• ASSIGNMENT
Pictures stay out, but every line of the data is copied exactly.

• EXCERPTED DATA
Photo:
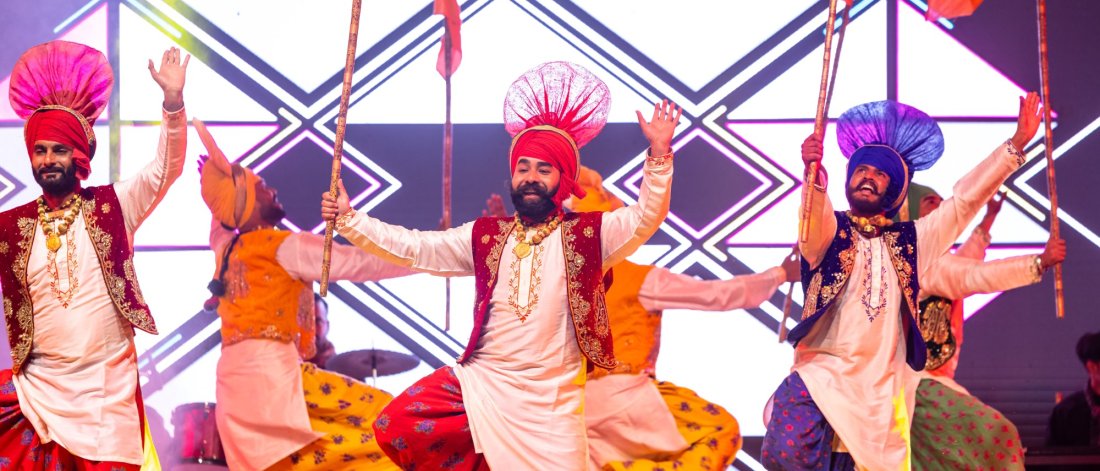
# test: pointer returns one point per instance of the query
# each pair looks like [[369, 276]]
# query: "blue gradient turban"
[[893, 138]]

• OUTPUT BELOW
Photo:
# test: pointer returns one point per instance of the query
# each pair looks like [[369, 276]]
# query: "blue gradient turban"
[[893, 138]]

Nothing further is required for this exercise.